Verilen Metin

○ ○ ○ ○ ○

GüncelMakaleler

POLİTİK-GÜNDEM | Zulme ve Sömürüye Karşı Tek Yol Birleşik Devrimci Mücadele! 2023 Yılını Kazanacağız!

"2023 yılı demokratik halk devrimi çizgisi ve pratiğinin, birleşik devrimci mücadelenin daha da güçlendiği bir yıl olacaktır. Geride bıraktığımız direniş ve mücadele yılı pratiği, sınıf mücadelesi deneyimleri bunu fazlasıyla göstermekte ve kanıtlamaktadır."

Bir mücadele yılını geride bırakarak yeni bir mücadele yılını karşılaşıyoruz. Geride bıraktığımız mücadele yılı, işçi sınıfı ve ezilen haklar açısından sınıf mücadelesinin bütün hızıyla devam ettiği hem uluslararası alanda hem de coğrafyamızda hâkim sınıfların saldırılarının sürdürdüğü; buna karşı ise işçi ve emekçilerin, ezilen halkların devrimci direnişinin kesintisiz devam ettiği bir süreç olarak yaşandı.

Korona virüs salgını sonrasında emperyalist kapitalist sistemin içinde bulunduğu ekonomik kriz daha da derinleşerek sürerken, ekonomik krizin doğrudan bir ürünü olarak, emperyalist devletler arasında çatışma ve çelişkilerinin daha görünür bir yıl oldu geride bıraktığımız yıl. Çelişkinin keskinleşmesi, Rusya’nın Ukrayna’yı işgal saldırısıyla yeni bir aşamaya evrildi. Ukrayna’da yaşanan savaşın gerçekte ABD-AB-Rusya emperyalistleri arasındaki çelişkinin bir sonucu olduğu açıktır.

○ ○ ○ ○ ○

Veri Kesiti
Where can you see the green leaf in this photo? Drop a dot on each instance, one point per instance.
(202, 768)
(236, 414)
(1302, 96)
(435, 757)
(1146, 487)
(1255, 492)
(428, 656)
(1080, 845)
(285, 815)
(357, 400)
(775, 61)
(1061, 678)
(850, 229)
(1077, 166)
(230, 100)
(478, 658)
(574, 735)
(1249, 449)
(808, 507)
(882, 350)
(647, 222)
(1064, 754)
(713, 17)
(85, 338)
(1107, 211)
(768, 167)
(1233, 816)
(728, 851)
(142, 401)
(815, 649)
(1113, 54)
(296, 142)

○ ○ ○ ○ ○

Görev Tanımı
#1 Verilen metinde "Bir mücadele yılını geride bırakarak" diye başlayan paragrafı, ana bilgilerini koruyarak daha kısa biçimde yeniden yazın.
#2 Verilen metinde "Korona virüs salgını" ifadesinden başlayıp "sonucu olduğu açıktır." ifadesi de dahil olmak üzere uzanan kısmı birebir yazıya geçirin.

Görev Yanıtları
#1 Yeni bir mücadele yılına girilirken geride kalan yıl, sınıf mücadelesinin bütün hızıyla sürdüğü bir süreç oldu. Hem uluslararası alanda hem de coğrafyamızda hâkim sınıfların saldırıları devam etti. Buna karşı işçi ve emekçilerle ezilen halkların devrimci direnişi kesintisiz sürdü.

#2
Korona virüs salgını sonrasında emperyalist kapitalist sistemin içinde bulunduğu ekonomik kriz daha da derinleşerek sürerken, ekonomik krizin doğrudan bir ürünü olarak, emperyalist devletler arasında çatışma ve çelişkilerinin daha görünür bir yıl oldu geride bıraktığımız yıl. Çelişkinin keskinleşmesi, Rusya’nın Ukrayna’yı işgal saldırısıyla yeni bir aşamaya evrildi. Ukrayna’da yaşanan savaşın gerçekte ABD-AB-Rusya emperyalistleri arasındaki çelişkinin bir sonucu olduğu açıktır.